### WORK INSTRUCTIONS
Identify each line in the items below that contains the word "frame", and copy those lines out. Case counts, so a capitalized form does not match.

━━ GIVEN DATA

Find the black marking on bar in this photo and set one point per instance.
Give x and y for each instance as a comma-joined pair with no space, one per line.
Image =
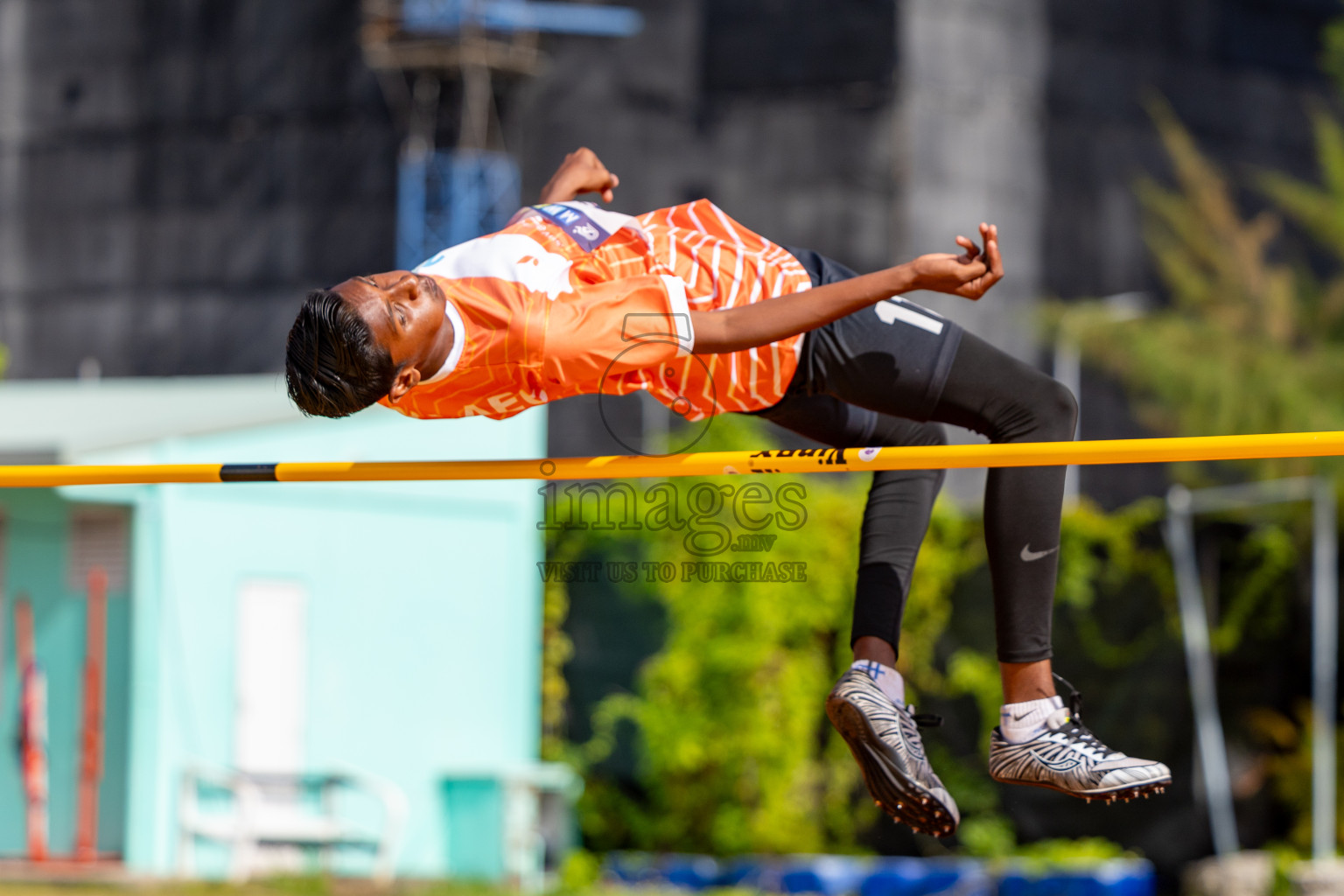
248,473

━━━━
━━ GIVEN DATA

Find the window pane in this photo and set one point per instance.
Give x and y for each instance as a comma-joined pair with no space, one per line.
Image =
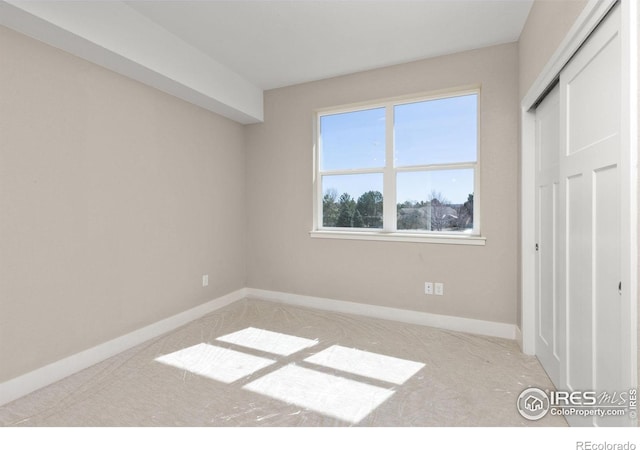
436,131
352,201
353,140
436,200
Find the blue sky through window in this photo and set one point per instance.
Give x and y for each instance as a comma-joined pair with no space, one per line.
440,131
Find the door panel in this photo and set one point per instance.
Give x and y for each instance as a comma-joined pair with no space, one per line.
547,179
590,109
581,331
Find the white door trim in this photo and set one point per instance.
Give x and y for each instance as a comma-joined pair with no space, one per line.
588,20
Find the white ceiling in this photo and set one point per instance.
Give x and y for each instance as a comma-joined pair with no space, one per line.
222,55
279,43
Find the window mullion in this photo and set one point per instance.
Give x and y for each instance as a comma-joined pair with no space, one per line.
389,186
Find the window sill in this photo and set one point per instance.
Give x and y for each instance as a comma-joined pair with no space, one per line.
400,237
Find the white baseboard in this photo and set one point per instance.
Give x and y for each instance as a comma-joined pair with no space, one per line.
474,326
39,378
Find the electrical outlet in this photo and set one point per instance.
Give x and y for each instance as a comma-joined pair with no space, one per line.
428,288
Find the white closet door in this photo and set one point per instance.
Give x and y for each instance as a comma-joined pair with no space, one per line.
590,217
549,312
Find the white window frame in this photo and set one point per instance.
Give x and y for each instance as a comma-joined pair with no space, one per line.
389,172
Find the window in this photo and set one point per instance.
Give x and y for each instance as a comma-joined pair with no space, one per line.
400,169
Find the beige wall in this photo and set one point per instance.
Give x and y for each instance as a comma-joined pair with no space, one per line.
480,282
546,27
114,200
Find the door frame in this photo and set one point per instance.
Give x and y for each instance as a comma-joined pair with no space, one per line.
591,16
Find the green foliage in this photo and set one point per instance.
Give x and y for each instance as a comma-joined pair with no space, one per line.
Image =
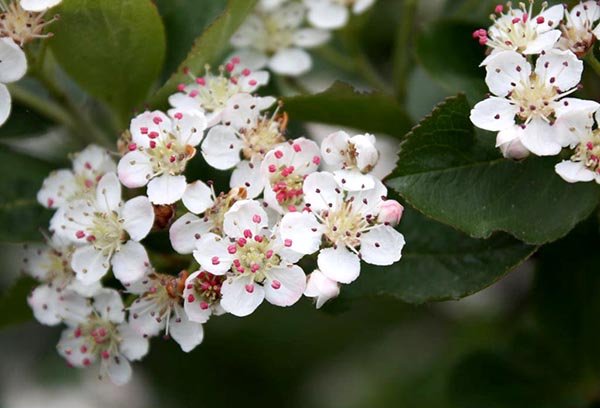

━━━━

### TASK RESPONSE
Find the white window frame in this photo and set one point per instance.
Find the door frame in this photo and set one point per instance.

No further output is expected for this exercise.